## Written instruction
Rewrite the section of the production update from "Taking into account" up to and including "in short order.", changing "production guidance range" to "production outlook range".

## Supplied passage
-----

We continue to forecast capital spending for this year of $260 to $290 million, which represents an approximate 50% reduction from our original plan of $500 to $575 million. With this revised capital program, we suspended drilling operations in Canada and expect to see a moderated pace of activity in the Eagle Ford.

We previously announced that we had voluntarily shut-in approximately 25,000 boe/d of production. These volumes remained off-line for April and May. As operating netbacks improved in June, we initiated plans to bring approximately 80% of these volumes back on-line. At current commodity prices, the resumption of production from these previously shut-in barrels will have a positive impact on our adjusted funds flow and improve our financial liquidity. For the second half of 2020, we currently project about 5,000 boe/d of heavy oil production to remain shut-in.

Taking into account the production brought back on-line, we are revising our production guidance range for 2020 to 78,000 to 82,000 boe/d, from 70,000 to 74,000 boe/d previously. We expect production in the second quarter to average approximately 72,000 to 73,000 boe/d. Should operating netbacks change, we have the ability to shut-in additional volumes or restart wells in short order.

As operations resume, we remain intensely focused on driving further efficiencies to capture or sustain cost reductions previously identified during the downturn, while protecting the health and safety of our personnel.

-----

## Data section
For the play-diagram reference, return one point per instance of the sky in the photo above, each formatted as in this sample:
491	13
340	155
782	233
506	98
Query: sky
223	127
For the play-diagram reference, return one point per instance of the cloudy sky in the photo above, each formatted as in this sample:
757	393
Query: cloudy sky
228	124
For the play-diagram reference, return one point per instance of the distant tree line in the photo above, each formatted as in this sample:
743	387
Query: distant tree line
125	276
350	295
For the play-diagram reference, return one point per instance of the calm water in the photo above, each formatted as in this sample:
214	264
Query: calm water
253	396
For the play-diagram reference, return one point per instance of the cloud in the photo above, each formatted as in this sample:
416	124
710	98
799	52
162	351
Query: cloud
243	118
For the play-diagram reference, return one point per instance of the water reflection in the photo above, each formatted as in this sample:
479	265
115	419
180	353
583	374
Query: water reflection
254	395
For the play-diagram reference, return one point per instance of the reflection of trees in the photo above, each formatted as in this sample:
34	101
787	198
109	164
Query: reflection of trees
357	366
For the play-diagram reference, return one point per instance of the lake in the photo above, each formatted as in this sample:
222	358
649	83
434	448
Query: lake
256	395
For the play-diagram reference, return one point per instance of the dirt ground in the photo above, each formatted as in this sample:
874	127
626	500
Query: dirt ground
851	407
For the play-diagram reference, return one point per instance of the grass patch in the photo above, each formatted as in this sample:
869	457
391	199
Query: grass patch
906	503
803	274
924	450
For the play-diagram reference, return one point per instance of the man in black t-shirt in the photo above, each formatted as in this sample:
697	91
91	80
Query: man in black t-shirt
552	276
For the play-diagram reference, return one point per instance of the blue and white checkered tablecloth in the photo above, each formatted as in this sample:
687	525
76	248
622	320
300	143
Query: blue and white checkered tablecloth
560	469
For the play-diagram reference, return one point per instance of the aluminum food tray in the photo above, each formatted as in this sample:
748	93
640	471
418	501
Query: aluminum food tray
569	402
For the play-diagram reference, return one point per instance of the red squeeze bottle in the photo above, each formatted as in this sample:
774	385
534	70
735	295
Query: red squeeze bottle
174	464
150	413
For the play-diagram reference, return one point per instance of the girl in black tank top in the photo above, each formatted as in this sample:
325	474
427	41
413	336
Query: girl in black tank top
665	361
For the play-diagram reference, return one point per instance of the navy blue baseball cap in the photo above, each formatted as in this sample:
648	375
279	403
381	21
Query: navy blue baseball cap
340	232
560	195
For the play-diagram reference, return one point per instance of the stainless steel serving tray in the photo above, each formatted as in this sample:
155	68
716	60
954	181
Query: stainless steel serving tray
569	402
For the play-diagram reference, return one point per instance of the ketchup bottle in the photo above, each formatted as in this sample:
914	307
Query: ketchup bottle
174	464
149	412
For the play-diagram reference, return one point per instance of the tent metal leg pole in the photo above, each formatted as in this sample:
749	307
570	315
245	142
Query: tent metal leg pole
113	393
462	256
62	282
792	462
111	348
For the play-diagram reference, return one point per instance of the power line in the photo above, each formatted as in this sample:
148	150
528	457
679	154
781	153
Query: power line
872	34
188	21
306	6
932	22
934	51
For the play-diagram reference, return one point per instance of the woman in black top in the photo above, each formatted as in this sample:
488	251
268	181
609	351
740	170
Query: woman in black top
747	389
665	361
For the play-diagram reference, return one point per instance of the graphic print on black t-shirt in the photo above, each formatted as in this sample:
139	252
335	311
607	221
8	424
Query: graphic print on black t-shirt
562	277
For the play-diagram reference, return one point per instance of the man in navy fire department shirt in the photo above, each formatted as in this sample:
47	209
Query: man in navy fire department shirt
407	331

-----

## Exercise output
Taking into account the production brought back on-line, we are revising our production outlook range for 2020 to 78,000 to 82,000 boe/d, from 70,000 to 74,000 boe/d previously. We expect production in the second quarter to average approximately 72,000 to 73,000 boe/d. Should operating netbacks change, we have the ability to shut-in additional volumes or restart wells in short order.